Render the stretch of the records from the start through the line containing "1134 492 L 1164" as a Markdown table with the columns Row and Line. Give each line its row number and leave out blank lines.

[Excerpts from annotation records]
· · · ·
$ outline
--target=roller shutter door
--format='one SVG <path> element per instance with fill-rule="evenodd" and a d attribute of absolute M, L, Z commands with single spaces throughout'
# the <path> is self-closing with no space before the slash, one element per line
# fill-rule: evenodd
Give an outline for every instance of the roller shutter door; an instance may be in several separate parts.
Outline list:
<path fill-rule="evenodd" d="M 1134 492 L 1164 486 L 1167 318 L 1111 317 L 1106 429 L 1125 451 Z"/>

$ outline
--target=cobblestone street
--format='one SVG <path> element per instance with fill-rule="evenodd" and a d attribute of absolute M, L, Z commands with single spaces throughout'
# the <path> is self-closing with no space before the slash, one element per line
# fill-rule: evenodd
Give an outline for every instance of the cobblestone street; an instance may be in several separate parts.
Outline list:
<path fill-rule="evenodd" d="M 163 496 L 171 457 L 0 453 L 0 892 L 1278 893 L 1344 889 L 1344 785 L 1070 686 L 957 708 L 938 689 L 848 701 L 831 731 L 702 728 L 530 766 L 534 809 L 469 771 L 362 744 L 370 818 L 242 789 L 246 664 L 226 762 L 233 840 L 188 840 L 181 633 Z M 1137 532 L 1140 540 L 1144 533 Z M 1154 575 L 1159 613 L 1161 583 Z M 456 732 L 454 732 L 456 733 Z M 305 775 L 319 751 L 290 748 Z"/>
· · · ·
▸ **REPLY TO THE EXERCISE**
| Row | Line |
|---|---|
| 1 | $ outline |
| 2 | --target=roller shutter door |
| 3 | --format='one SVG <path> element per instance with fill-rule="evenodd" and a d attribute of absolute M, L, Z commands with single spaces throughout' |
| 4 | # the <path> is self-closing with no space before the slash, one element per line |
| 5 | # fill-rule: evenodd |
| 6 | Give an outline for every instance of the roller shutter door; an instance may be in several separate parts. |
| 7 | Outline list: |
| 8 | <path fill-rule="evenodd" d="M 1134 492 L 1164 486 L 1167 318 L 1111 317 L 1106 429 L 1125 451 Z"/> |